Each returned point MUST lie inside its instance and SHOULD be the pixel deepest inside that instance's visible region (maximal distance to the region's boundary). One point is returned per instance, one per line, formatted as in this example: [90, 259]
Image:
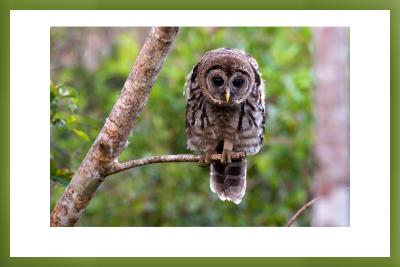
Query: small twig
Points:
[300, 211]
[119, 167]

★ ★ ★

__WRITTEN TASK__
Rewrite all of the entries above as a two-column CSV with the header columns "entry" and "points", one row per entry: the entry's text goes in the first field and its answer in the second. Put each field in double quotes, replace every line break with a space, and leave out the pictures.

__FULL RESPONSE__
entry,points
"Each returned point MUST lie inside its instance and SHOULD be the pixel deepest inside that instance's visible region (maximal distance to the region's boundary). One point is returned per instance, one per line, formatted as in this example: [90, 259] Image: Query: small twig Points:","[300, 211] [119, 167]"